» Your objective: How many lines in the records below contain the string "wooden" in exactly that case? Give only the number.

» Supplied data:

※ ※ ※

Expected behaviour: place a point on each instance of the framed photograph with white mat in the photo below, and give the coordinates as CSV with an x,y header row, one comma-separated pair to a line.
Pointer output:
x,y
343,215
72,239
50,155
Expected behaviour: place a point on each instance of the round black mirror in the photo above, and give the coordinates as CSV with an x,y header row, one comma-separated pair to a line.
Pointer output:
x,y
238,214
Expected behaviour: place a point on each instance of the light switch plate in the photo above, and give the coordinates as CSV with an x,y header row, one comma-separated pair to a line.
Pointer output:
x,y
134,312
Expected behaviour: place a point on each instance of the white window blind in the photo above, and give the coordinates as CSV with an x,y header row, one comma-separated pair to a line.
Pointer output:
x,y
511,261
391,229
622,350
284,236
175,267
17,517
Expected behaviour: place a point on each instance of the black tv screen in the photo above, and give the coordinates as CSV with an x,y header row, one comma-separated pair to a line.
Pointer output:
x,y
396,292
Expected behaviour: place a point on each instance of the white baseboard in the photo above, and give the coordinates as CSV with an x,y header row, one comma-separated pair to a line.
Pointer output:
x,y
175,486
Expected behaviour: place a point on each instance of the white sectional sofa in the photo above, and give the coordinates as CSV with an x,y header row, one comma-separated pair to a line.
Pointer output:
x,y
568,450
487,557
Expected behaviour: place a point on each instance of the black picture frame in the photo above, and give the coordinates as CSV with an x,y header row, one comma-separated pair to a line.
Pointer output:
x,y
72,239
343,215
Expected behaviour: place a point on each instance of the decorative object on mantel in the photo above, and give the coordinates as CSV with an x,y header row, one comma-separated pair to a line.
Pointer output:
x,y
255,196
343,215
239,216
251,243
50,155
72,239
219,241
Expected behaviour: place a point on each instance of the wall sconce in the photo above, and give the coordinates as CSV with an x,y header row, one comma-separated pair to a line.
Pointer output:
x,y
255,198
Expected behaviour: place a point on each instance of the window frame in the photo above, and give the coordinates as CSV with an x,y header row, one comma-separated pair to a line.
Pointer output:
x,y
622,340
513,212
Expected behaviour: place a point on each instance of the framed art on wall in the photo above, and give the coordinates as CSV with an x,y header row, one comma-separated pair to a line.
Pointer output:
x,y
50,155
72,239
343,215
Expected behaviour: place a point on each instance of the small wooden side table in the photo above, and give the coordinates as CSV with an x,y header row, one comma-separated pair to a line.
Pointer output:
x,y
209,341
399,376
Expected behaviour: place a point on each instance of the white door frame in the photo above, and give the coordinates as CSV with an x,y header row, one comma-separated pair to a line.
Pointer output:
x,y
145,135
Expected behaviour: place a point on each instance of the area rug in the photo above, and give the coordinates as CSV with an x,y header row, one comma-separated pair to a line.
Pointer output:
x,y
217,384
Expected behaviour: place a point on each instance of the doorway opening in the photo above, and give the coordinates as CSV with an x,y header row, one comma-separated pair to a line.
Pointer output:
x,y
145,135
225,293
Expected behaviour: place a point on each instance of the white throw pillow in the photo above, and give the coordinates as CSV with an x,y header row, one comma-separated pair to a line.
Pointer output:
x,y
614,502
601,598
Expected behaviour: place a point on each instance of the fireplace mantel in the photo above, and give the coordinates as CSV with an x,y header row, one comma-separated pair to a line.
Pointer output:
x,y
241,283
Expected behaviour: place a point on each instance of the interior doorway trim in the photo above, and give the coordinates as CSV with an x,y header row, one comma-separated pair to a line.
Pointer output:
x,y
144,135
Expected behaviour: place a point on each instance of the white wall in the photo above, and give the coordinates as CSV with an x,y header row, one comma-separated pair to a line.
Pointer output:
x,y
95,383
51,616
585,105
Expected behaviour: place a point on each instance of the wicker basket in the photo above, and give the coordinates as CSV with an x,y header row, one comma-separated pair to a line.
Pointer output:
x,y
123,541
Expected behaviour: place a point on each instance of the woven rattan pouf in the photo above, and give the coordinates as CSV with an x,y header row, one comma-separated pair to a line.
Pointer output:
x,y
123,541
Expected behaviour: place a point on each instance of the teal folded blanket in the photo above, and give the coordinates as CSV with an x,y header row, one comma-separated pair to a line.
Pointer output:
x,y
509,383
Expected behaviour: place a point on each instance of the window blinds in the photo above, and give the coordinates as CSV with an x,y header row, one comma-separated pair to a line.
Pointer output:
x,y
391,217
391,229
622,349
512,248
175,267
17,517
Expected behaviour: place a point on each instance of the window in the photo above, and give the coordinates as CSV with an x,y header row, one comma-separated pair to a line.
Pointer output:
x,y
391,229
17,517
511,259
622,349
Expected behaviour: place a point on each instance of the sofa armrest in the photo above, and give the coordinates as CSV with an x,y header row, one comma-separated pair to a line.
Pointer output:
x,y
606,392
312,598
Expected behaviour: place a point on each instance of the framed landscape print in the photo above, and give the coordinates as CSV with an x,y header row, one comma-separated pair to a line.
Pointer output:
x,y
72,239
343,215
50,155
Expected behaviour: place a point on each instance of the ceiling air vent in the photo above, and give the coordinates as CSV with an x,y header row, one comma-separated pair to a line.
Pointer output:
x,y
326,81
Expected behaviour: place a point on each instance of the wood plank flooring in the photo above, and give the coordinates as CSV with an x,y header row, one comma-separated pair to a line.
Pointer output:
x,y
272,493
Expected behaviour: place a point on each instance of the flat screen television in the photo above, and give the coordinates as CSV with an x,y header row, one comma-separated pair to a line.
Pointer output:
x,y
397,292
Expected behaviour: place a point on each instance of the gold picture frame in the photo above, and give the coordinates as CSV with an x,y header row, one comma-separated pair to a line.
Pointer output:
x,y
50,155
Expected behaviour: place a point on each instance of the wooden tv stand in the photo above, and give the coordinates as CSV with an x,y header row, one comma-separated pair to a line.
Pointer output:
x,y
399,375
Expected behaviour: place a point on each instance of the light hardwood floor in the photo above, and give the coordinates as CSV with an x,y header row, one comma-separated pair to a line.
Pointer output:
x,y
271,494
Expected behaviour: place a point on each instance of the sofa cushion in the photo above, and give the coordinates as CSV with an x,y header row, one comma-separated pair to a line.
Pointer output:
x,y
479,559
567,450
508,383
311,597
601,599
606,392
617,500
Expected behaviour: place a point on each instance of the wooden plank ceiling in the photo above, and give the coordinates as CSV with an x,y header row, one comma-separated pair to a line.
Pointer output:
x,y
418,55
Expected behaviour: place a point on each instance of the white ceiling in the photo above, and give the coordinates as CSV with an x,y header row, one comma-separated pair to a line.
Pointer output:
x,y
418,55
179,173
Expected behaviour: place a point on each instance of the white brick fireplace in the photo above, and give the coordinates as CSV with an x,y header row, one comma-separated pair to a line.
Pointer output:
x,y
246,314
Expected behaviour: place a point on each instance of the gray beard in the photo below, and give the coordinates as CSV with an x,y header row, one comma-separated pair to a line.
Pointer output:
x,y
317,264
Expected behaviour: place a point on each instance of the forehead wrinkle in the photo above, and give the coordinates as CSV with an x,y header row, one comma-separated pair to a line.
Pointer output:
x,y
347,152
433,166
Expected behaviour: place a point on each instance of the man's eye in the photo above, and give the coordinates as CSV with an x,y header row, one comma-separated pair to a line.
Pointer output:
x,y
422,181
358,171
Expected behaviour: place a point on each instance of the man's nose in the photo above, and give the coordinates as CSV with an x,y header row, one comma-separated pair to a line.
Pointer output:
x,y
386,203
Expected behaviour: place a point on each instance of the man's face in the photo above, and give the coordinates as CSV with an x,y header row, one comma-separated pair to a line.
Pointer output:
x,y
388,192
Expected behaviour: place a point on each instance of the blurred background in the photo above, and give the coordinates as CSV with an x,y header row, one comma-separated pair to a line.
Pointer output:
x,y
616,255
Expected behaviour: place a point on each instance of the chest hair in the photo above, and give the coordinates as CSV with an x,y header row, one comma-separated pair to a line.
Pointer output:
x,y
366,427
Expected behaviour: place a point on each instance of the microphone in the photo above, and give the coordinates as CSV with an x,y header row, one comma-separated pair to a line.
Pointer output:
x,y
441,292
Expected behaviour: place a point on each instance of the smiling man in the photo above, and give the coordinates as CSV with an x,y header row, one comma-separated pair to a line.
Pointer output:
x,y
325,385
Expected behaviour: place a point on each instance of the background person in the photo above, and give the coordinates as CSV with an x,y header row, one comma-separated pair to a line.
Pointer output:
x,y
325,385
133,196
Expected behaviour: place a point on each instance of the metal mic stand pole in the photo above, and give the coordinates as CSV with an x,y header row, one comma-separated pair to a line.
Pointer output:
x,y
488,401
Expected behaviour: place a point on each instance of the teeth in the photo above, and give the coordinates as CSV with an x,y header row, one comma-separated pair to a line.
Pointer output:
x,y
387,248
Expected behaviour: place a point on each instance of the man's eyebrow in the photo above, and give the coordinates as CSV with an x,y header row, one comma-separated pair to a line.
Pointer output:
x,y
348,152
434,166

※ ※ ※

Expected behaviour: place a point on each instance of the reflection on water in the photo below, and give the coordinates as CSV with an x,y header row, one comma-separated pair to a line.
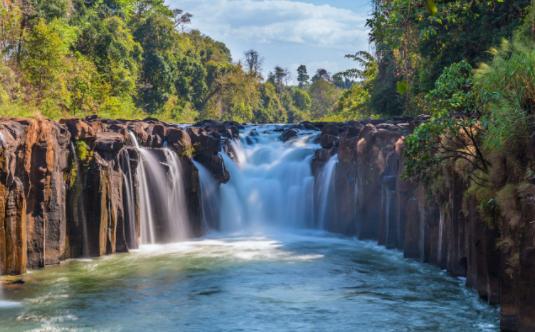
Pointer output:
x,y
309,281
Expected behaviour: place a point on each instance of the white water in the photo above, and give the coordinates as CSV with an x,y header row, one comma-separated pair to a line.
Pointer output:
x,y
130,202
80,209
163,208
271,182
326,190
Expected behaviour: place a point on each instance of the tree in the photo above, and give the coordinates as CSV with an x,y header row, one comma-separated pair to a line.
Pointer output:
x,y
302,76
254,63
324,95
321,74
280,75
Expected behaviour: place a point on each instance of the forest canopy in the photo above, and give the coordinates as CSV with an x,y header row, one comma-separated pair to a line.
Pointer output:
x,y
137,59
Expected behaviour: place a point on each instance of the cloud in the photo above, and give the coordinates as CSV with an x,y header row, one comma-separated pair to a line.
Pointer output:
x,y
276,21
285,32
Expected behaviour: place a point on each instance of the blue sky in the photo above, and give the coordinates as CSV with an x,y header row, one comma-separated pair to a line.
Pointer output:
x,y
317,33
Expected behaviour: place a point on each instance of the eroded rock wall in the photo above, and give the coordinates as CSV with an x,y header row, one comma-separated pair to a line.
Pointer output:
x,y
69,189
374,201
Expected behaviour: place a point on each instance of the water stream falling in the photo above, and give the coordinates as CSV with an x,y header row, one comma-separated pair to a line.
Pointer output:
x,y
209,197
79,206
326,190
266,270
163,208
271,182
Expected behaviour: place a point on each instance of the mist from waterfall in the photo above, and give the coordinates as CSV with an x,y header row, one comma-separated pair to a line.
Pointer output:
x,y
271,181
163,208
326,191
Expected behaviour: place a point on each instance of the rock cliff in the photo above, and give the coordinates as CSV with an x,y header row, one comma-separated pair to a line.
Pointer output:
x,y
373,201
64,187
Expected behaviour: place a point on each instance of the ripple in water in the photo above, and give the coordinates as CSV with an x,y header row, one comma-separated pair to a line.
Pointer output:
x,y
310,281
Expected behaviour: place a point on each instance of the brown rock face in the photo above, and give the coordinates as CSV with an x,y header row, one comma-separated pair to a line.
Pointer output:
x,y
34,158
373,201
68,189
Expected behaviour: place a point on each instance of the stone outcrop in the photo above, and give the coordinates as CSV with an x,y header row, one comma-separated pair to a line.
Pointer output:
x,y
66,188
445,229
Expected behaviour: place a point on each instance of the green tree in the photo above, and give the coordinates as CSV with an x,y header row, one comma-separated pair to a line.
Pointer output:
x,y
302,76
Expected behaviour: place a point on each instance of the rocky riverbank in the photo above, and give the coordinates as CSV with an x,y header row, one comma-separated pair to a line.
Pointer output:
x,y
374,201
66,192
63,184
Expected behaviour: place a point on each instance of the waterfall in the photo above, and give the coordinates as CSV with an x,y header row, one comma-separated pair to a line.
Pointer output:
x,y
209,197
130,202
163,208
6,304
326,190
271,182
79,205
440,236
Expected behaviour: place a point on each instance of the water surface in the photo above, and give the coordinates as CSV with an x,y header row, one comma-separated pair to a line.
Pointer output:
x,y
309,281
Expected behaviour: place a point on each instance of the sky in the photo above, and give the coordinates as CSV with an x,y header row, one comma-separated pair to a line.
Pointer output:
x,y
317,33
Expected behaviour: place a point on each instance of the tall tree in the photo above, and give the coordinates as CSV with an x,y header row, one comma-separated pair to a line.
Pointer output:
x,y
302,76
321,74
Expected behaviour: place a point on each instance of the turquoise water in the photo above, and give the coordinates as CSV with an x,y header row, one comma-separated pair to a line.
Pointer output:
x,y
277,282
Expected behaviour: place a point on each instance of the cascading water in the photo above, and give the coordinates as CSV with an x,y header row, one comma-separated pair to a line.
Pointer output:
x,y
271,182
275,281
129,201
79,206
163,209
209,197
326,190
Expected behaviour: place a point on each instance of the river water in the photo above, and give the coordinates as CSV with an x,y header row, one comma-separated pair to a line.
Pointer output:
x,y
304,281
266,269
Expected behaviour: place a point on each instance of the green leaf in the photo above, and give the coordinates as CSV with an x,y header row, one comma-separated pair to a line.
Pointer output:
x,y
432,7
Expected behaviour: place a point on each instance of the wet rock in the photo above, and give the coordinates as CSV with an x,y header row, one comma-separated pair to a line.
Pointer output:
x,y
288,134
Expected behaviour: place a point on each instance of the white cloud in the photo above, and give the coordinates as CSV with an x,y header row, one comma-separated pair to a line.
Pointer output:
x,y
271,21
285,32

※ ※ ※

» Answer to the task: 3